▸ Required work: The answer should consist of the records below, repeated exactly, and no pictures.

Extracted data entries:
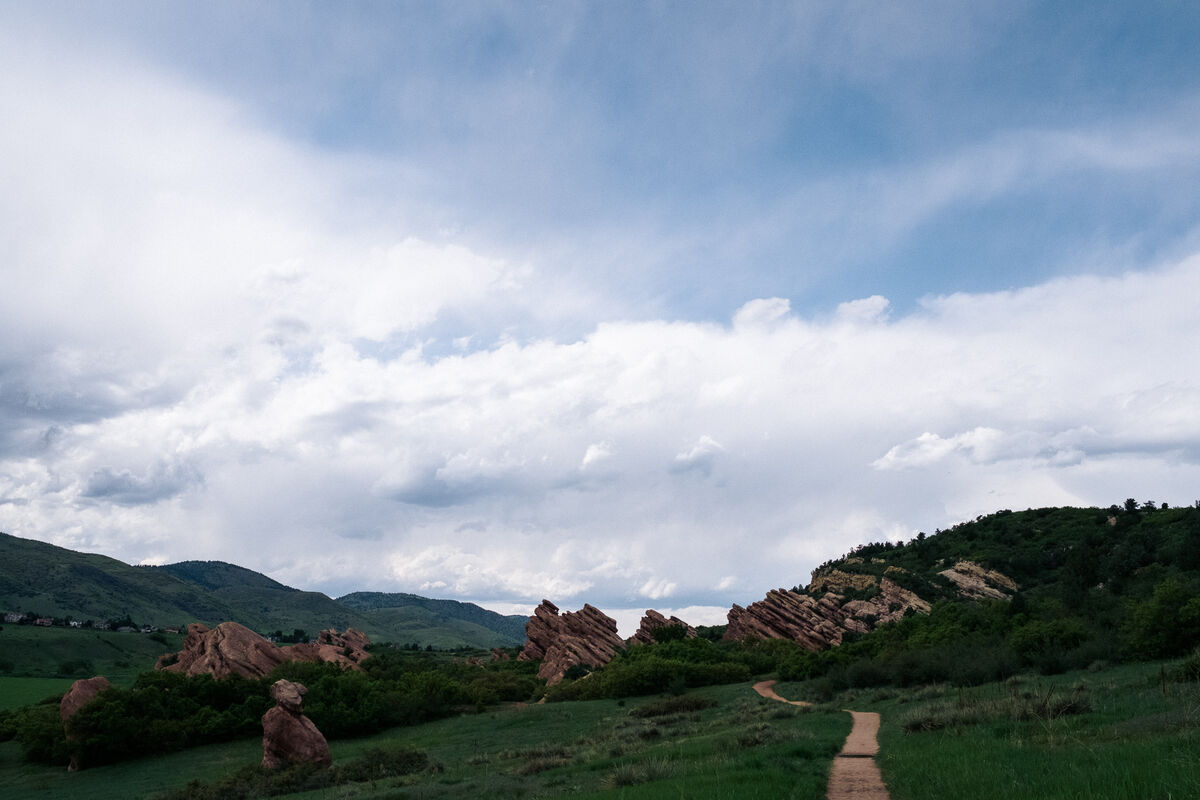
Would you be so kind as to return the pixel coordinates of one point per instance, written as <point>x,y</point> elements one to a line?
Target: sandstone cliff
<point>837,601</point>
<point>585,637</point>
<point>82,692</point>
<point>976,582</point>
<point>233,649</point>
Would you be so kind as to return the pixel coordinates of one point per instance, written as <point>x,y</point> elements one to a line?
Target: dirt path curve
<point>855,774</point>
<point>767,689</point>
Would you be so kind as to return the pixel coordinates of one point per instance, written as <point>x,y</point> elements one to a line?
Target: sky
<point>647,305</point>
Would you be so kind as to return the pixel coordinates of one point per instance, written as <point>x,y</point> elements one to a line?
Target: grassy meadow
<point>1121,733</point>
<point>742,746</point>
<point>31,651</point>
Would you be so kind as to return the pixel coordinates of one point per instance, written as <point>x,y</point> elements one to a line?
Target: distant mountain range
<point>58,582</point>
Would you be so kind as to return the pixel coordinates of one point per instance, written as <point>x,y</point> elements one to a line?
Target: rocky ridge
<point>233,649</point>
<point>586,637</point>
<point>978,583</point>
<point>839,601</point>
<point>82,692</point>
<point>288,735</point>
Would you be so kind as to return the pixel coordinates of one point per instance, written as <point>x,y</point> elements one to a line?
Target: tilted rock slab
<point>288,735</point>
<point>585,637</point>
<point>233,649</point>
<point>652,621</point>
<point>786,614</point>
<point>817,623</point>
<point>82,692</point>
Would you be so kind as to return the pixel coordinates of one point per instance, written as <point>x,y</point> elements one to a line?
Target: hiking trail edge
<point>855,774</point>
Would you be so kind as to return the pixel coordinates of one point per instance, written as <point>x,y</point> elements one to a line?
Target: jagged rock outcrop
<point>979,583</point>
<point>233,649</point>
<point>585,637</point>
<point>288,735</point>
<point>837,601</point>
<point>891,603</point>
<point>347,649</point>
<point>82,692</point>
<point>817,623</point>
<point>652,621</point>
<point>786,614</point>
<point>228,649</point>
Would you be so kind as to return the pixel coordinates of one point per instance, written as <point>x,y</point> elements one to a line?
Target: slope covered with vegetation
<point>1095,587</point>
<point>61,584</point>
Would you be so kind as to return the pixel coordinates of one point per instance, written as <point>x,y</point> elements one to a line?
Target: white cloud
<point>209,328</point>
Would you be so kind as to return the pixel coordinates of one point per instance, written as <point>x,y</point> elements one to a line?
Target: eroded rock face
<point>838,601</point>
<point>585,637</point>
<point>977,582</point>
<point>288,735</point>
<point>82,692</point>
<point>817,623</point>
<point>786,614</point>
<point>347,649</point>
<point>652,621</point>
<point>228,649</point>
<point>233,649</point>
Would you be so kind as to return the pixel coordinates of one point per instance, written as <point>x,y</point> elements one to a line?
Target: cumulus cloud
<point>700,457</point>
<point>209,328</point>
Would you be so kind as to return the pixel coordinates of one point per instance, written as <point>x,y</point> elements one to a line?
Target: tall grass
<point>1119,734</point>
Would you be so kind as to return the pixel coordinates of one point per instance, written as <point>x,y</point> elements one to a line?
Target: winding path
<point>855,774</point>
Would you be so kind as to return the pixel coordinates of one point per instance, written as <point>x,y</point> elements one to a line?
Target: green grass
<point>16,692</point>
<point>34,651</point>
<point>1135,739</point>
<point>741,747</point>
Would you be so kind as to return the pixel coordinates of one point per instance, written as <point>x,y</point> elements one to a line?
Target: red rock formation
<point>585,637</point>
<point>233,649</point>
<point>653,621</point>
<point>78,696</point>
<point>288,735</point>
<point>347,649</point>
<point>786,614</point>
<point>228,649</point>
<point>820,621</point>
<point>973,581</point>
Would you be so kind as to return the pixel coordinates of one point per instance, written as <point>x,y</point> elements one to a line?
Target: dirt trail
<point>767,689</point>
<point>855,774</point>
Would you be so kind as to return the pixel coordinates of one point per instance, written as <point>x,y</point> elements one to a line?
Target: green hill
<point>1096,585</point>
<point>60,583</point>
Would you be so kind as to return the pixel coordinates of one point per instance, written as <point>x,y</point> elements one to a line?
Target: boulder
<point>228,649</point>
<point>585,637</point>
<point>288,735</point>
<point>82,692</point>
<point>652,621</point>
<point>233,649</point>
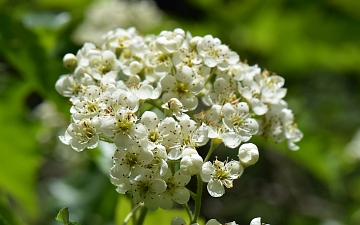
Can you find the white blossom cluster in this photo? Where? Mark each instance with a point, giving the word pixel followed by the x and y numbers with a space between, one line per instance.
pixel 181 221
pixel 160 98
pixel 104 15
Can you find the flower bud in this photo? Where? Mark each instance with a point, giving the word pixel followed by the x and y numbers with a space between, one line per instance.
pixel 178 221
pixel 248 154
pixel 191 162
pixel 70 61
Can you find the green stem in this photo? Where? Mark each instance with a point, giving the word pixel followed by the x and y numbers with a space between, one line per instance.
pixel 214 143
pixel 198 199
pixel 155 103
pixel 132 213
pixel 142 216
pixel 106 139
pixel 192 194
pixel 188 211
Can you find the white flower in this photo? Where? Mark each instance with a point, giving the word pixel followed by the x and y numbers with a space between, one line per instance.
pixel 123 128
pixel 148 189
pixel 131 163
pixel 88 105
pixel 191 136
pixel 101 63
pixel 224 92
pixel 219 175
pixel 160 134
pixel 82 134
pixel 70 61
pixel 191 162
pixel 175 189
pixel 248 154
pixel 176 108
pixel 185 85
pixel 141 89
pixel 278 123
pixel 169 42
pixel 241 126
pixel 271 88
pixel 210 119
pixel 214 53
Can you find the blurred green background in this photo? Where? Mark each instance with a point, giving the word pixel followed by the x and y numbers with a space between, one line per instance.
pixel 314 45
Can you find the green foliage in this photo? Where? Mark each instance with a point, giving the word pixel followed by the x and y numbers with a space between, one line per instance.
pixel 63 216
pixel 313 44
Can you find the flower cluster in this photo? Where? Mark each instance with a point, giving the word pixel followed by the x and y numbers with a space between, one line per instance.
pixel 160 98
pixel 104 15
pixel 181 221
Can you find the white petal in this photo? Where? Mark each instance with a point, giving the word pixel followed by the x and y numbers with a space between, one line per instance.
pixel 215 188
pixel 256 221
pixel 158 186
pixel 181 195
pixel 231 139
pixel 248 154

▸ Answer below:
Would you be so kind as to return the pixel coordinates of one point per instance, written as <point>x,y</point> elements one to a line?
Target: sandstone cliff
<point>837,601</point>
<point>585,637</point>
<point>82,692</point>
<point>976,582</point>
<point>233,649</point>
Would you be so kind as to return the pixel coordinates of one point per instance, written as <point>x,y</point> elements one to a line?
Target: dirt path curve
<point>855,774</point>
<point>767,689</point>
Would you be so kind as to return the pixel coordinates of one point per instance, written as <point>x,y</point> elements one to a line?
Target: sky
<point>647,305</point>
Would you be so kind as to return the pixel coordinates of one point per instance, written as <point>x,y</point> elements one to a line?
Target: grassy meadow
<point>1121,733</point>
<point>742,746</point>
<point>31,651</point>
Would you be so kind as to return the pixel coordinates of one point per instance, written as <point>x,y</point> elements one to a line?
Target: distant mountain range
<point>58,582</point>
Would you be so kind as to return the pixel coordinates of one point per instance, written as <point>x,y</point> elements one to a line?
Target: rocky ridge
<point>233,649</point>
<point>586,637</point>
<point>978,583</point>
<point>839,601</point>
<point>82,692</point>
<point>288,735</point>
Would you be so kind as to return the pixel coordinates of one point per instance, written as <point>x,y</point> elements one to a line?
Target: tilted rock slab
<point>288,735</point>
<point>585,637</point>
<point>233,649</point>
<point>652,621</point>
<point>786,614</point>
<point>817,623</point>
<point>82,692</point>
Would you be so kind as to return the pixel coordinates of one point per instance, written as <point>x,y</point> elements one to a line?
Target: hiking trail edge
<point>855,774</point>
Would you be so kind as to return the pixel coordinates of one point per instance, written as <point>x,y</point> elements one to a line?
Target: jagged rock outcrop
<point>979,583</point>
<point>233,649</point>
<point>585,637</point>
<point>288,735</point>
<point>837,601</point>
<point>891,603</point>
<point>347,649</point>
<point>82,692</point>
<point>817,623</point>
<point>652,621</point>
<point>786,614</point>
<point>228,649</point>
Would you be so kind as to return the pixel coordinates of one point per instance, written as <point>x,y</point> elements one to a line?
Target: slope covered with vegetation
<point>1095,587</point>
<point>61,584</point>
Would you be so kind as to return the pixel coordinates of one point per instance, written as <point>x,y</point> elements one to a line?
Target: white cloud
<point>209,328</point>
Would you be so kind as to return the pixel coordinates of one point per instance, written as <point>x,y</point> elements one to a line?
Target: eroded rock face
<point>838,601</point>
<point>585,637</point>
<point>977,582</point>
<point>288,735</point>
<point>82,692</point>
<point>817,623</point>
<point>786,614</point>
<point>347,649</point>
<point>652,621</point>
<point>228,649</point>
<point>233,649</point>
Would you be so kind as to return the pixel coordinates of one point per instance, written as <point>x,y</point> elements one to a line?
Target: cumulus cloud
<point>700,457</point>
<point>209,328</point>
Would you be so kind as to return the pixel coordinates of one point per instance, written as <point>x,y</point> elements one to a line?
Target: tall grass
<point>1119,734</point>
Would you be so kind as to return the pixel coordinates of one point per instance, written as <point>x,y</point> elements one to a line?
Target: winding path
<point>855,774</point>
Would you be so kind as to return the pixel coordinates of one point per instance, written as <point>x,y</point> elements one to a line?
Target: green grass
<point>16,692</point>
<point>34,651</point>
<point>1135,739</point>
<point>741,747</point>
Would you be so kind as to return the pixel coordinates of one point per instance, written as <point>x,y</point> elements one to a line?
Target: red rock formation
<point>585,637</point>
<point>233,649</point>
<point>653,621</point>
<point>78,696</point>
<point>288,735</point>
<point>347,649</point>
<point>786,614</point>
<point>228,649</point>
<point>820,621</point>
<point>973,581</point>
Would you be so kind as to return the pixel coordinates of one point per instance, written as <point>x,y</point> elements one to a line?
Target: dirt trail
<point>767,689</point>
<point>855,774</point>
Would you be so kind as to return the pixel coordinates of one point per instance, written as <point>x,y</point> elements one to a line?
Target: green hill
<point>1096,585</point>
<point>60,583</point>
Would you be so kind as to return the pixel coordinates of one point per instance, written as <point>x,y</point> elements one to a line?
Target: boulder
<point>228,649</point>
<point>585,637</point>
<point>288,735</point>
<point>82,692</point>
<point>652,621</point>
<point>233,649</point>
Can you find the white blossom cluster in this photo? Where? Mark each instance with a point, giving the word pixel followed by the x and y numbers with a space between, one line per instance.
pixel 181 221
pixel 160 98
pixel 104 15
Can you find the flower bud in this photo? Where? Mark each instance with a point, giving the word pixel followed by the x and y numbers with a space between, one line per instance.
pixel 178 221
pixel 248 154
pixel 191 162
pixel 70 61
Can you find the green stem in this photo? Where? Mark each instance with a point, giving the word pixel followed by the x and y numbers with a space between, one line per instance.
pixel 214 143
pixel 198 199
pixel 155 103
pixel 132 213
pixel 142 216
pixel 106 139
pixel 192 194
pixel 188 211
Can you find the white flower in this photo? Where? Mark each instance with a point, giving the word pixel followed by the x and y numbers with a space between, one line per instance.
pixel 123 128
pixel 148 189
pixel 131 163
pixel 88 105
pixel 191 136
pixel 101 63
pixel 224 92
pixel 219 175
pixel 160 134
pixel 82 134
pixel 70 61
pixel 191 162
pixel 175 189
pixel 248 154
pixel 176 108
pixel 185 85
pixel 141 89
pixel 278 123
pixel 169 42
pixel 241 126
pixel 271 88
pixel 210 119
pixel 214 53
Can you find the blurred green background in this photo? Where? Mark each instance with a point, giving the word pixel followed by the x and y numbers with a space between, one line per instance.
pixel 314 45
Can you find the green foliage in this photo? Where? Mark each instance with a point, giving the word pixel followed by the x and y numbers with a space between, one line per instance.
pixel 63 216
pixel 313 44
Can you find the flower cluster in this photo? Where? Mark each instance with a point, giving the word pixel followed by the x and y numbers with a space between, one line per instance.
pixel 160 98
pixel 104 15
pixel 181 221
Can you find the white petal in this photo? Where? Mark each instance with a point, giving the word pixel followed by the x and y numbers with a space between, one line per instance.
pixel 215 188
pixel 256 221
pixel 158 186
pixel 181 195
pixel 231 139
pixel 248 154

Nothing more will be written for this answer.